━━━━━ Material ━━━━━

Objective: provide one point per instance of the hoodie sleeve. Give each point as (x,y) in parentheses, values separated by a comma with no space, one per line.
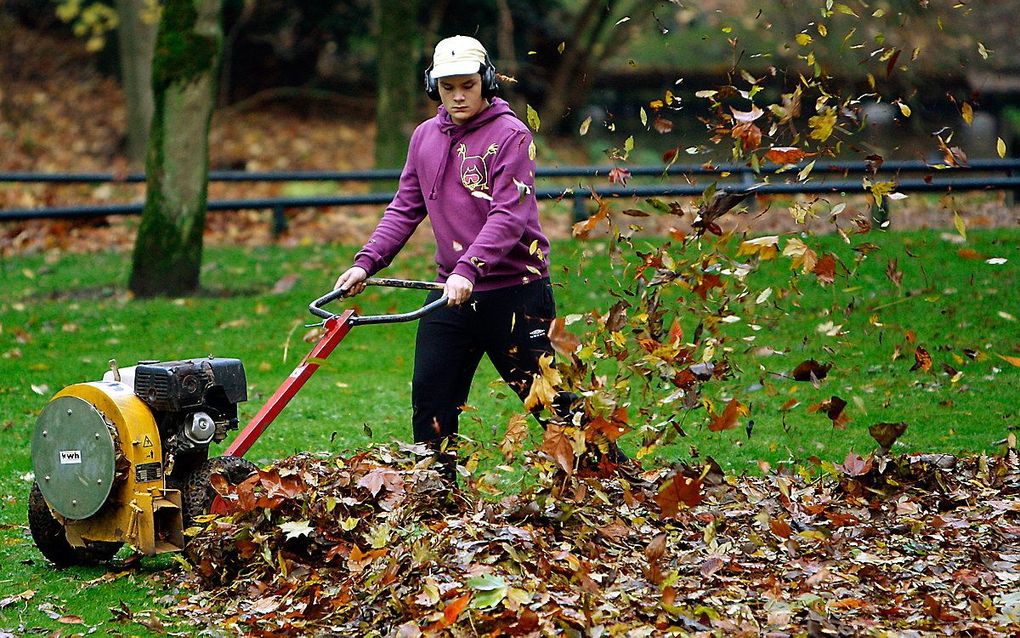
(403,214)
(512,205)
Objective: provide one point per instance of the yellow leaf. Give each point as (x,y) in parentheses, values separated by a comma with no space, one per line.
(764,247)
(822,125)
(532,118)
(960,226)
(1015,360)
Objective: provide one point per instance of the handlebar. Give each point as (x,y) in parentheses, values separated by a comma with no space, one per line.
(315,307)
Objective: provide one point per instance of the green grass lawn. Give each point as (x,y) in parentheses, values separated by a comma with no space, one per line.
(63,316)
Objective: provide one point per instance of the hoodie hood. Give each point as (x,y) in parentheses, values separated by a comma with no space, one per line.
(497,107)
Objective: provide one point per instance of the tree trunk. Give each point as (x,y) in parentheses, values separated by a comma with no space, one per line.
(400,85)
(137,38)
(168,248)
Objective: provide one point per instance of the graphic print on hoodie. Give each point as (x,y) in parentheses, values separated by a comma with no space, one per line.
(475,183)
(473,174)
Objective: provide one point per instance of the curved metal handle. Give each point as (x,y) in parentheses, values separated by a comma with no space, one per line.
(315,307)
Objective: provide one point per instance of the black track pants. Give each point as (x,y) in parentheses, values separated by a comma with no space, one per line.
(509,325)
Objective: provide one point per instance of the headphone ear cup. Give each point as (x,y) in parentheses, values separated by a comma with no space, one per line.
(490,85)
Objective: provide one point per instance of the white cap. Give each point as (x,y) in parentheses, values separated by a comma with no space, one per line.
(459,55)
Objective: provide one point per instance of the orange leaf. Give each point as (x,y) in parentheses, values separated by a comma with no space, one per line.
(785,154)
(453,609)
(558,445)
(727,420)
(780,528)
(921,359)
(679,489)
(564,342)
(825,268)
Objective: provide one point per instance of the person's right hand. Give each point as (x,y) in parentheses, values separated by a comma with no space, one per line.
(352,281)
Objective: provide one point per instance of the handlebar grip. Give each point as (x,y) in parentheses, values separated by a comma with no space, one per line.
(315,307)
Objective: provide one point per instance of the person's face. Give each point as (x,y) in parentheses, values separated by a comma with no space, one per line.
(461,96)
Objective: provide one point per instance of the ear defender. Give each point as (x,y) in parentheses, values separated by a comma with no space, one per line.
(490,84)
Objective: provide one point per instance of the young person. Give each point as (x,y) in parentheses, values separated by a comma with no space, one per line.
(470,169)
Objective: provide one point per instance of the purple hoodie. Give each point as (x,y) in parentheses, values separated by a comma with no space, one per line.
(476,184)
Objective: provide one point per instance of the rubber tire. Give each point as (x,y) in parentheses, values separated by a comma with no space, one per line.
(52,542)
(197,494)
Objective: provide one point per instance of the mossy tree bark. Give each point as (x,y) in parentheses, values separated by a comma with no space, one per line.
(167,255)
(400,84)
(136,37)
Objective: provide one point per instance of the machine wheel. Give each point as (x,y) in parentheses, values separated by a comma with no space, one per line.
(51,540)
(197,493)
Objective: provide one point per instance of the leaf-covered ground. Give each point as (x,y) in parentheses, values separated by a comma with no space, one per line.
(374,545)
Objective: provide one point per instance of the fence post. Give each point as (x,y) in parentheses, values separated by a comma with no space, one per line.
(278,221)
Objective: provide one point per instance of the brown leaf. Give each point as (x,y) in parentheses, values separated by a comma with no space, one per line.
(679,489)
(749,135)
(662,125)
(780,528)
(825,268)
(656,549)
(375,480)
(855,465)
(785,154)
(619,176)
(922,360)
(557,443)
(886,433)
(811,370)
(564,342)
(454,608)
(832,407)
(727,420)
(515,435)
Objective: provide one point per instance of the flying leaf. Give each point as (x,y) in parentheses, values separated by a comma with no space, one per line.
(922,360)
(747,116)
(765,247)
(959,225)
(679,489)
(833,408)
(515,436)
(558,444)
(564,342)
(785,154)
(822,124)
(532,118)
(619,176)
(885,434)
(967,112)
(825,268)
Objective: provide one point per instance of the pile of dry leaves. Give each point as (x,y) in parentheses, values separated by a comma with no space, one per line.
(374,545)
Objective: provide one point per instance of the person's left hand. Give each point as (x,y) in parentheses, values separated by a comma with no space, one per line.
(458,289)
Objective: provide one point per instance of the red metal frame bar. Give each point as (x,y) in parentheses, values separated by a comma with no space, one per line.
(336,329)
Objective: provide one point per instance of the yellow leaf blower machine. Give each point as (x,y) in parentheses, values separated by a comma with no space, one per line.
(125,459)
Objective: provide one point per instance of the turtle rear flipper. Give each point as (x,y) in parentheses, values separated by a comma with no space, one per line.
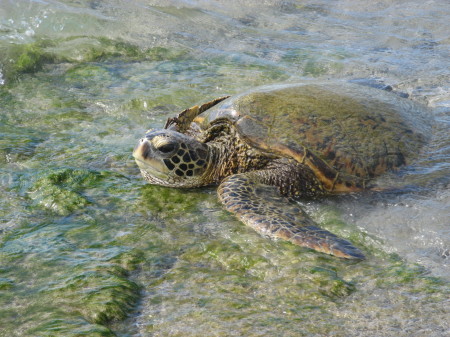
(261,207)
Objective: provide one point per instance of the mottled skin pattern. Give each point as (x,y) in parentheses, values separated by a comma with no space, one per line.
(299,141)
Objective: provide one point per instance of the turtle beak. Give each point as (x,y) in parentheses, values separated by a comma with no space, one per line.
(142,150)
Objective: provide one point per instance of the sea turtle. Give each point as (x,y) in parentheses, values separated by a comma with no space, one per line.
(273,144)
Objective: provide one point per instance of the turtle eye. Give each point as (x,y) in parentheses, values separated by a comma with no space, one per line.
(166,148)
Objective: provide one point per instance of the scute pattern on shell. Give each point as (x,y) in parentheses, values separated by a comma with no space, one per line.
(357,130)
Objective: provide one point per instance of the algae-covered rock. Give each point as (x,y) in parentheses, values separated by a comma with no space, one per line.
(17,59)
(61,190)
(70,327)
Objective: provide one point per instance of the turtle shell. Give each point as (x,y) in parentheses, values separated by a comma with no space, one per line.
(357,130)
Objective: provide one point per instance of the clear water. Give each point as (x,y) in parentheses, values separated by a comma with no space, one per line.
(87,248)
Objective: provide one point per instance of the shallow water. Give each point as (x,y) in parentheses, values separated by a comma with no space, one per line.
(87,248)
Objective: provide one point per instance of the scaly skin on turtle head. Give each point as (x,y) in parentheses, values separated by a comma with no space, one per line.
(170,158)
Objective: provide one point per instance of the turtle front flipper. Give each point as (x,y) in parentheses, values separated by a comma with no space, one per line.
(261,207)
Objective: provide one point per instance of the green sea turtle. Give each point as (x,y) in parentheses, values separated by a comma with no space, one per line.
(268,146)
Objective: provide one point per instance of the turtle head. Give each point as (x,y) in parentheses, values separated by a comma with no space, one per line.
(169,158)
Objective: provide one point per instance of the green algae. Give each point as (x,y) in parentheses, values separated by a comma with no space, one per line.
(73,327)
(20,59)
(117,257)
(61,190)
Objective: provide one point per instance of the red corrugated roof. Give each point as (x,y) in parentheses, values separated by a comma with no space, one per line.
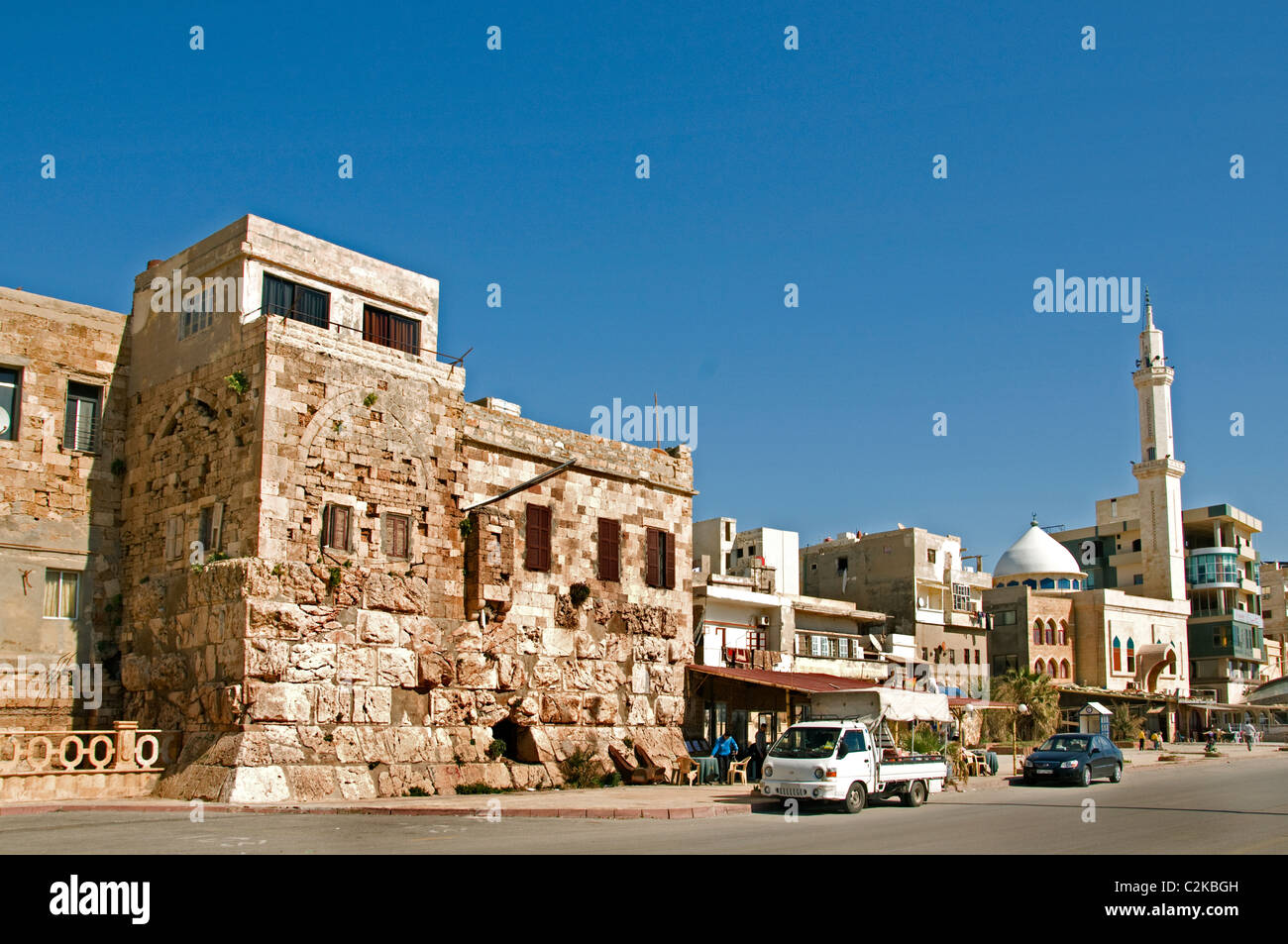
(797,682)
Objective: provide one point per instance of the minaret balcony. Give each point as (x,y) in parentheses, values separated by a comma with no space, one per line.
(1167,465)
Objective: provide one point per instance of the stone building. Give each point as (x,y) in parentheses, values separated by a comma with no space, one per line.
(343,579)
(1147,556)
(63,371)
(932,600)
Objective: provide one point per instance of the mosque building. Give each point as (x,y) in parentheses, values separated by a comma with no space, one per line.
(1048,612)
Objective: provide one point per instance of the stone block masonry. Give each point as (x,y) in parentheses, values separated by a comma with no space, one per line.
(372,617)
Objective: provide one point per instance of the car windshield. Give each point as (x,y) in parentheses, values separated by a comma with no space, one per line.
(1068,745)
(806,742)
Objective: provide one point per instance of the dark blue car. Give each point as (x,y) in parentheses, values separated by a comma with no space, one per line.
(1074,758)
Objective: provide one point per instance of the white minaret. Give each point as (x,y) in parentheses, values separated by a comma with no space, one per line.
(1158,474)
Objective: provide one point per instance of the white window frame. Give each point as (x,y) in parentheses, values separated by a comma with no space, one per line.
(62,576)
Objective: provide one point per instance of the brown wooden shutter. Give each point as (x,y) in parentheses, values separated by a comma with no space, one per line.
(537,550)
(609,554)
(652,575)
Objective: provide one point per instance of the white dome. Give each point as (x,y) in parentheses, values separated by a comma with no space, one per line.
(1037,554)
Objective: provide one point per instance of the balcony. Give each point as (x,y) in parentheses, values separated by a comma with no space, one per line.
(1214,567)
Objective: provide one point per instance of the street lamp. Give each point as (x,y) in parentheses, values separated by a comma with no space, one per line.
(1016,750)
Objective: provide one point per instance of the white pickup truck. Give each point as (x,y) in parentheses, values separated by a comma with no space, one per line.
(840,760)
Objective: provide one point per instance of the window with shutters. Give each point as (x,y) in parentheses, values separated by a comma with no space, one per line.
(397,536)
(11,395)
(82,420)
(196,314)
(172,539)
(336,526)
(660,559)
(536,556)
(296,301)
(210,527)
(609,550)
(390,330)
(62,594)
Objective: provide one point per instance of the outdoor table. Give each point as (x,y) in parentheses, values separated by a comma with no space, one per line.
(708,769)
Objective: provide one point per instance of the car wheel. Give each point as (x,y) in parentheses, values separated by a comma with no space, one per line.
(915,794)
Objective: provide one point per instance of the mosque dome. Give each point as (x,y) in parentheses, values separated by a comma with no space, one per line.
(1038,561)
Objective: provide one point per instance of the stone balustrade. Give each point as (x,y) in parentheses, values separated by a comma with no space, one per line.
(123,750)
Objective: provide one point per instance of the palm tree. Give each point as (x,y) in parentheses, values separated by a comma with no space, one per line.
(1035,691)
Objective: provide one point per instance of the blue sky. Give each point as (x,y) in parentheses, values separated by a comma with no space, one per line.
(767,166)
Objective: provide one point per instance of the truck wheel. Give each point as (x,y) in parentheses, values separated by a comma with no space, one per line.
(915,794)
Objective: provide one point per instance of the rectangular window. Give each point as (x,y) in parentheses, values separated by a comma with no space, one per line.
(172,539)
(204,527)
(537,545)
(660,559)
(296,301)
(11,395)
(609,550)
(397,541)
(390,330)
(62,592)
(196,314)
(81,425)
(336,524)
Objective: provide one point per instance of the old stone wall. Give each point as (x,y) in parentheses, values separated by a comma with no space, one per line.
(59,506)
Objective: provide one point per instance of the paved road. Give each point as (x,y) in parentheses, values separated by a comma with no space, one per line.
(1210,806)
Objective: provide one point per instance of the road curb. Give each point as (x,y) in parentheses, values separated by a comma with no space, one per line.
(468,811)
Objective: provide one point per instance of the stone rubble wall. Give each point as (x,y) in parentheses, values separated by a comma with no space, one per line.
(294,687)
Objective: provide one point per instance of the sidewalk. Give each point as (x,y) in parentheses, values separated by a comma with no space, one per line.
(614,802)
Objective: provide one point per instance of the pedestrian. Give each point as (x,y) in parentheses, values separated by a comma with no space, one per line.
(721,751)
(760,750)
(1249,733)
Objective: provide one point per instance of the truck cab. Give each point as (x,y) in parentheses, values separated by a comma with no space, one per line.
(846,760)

━━━━━

> **What the exercise asks**: Reproduce the items above word for word, from the line containing "Objective: provide one point per instance of the stone rubble" through the last line of the items, including both of those lines.

> **Response to this task**:
Objective: provide one point per instance of the stone rubble wall. Give each point as (x,y) in parentheses, values separated by a comma with no space, one per line.
(294,687)
Objective: provide one point per instance of the sidewalk. Give each point as (x,y) in parentheses, values separated by a comma with no space, one per line.
(614,802)
Objective: provide one point per instance of the pedestrian. Give each point as (x,y) in parentheses, values separated by a comma with no space, one per line.
(721,751)
(760,750)
(1249,733)
Objective: provide one point per instance of the truck cab. Give each point as (x,y) in parentheses, values separated by a comma with no space, one per line.
(846,760)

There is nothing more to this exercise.